>> begin Raw records

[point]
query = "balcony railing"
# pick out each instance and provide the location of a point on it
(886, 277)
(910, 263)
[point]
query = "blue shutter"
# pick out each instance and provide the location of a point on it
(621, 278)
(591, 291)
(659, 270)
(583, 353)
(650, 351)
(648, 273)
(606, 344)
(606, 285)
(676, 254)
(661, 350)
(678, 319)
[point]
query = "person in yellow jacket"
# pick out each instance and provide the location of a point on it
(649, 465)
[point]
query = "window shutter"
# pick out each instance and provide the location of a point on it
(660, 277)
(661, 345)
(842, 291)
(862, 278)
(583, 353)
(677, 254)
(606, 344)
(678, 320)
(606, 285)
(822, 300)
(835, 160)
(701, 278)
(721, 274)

>> end Raw records

Work required
Reproduce every row above line for line, without altering a single character.

In response
[point]
query = "balcony railing"
# pick out each instance and provide the location of a point on it
(886, 277)
(910, 263)
[point]
query = "blue shutter"
# pick out each instance and provide the location of a point on it
(621, 278)
(591, 291)
(659, 270)
(583, 353)
(650, 351)
(648, 273)
(606, 344)
(606, 285)
(676, 254)
(661, 350)
(678, 319)
[point]
query = "person in yellow jacket"
# pick out each instance and provide the location of a point on it
(649, 465)
[point]
query = "window shutter"
# pick out each instance and provide the location of a point on it
(660, 277)
(661, 345)
(842, 291)
(862, 278)
(583, 353)
(677, 254)
(606, 344)
(678, 320)
(606, 285)
(822, 300)
(835, 160)
(701, 278)
(721, 274)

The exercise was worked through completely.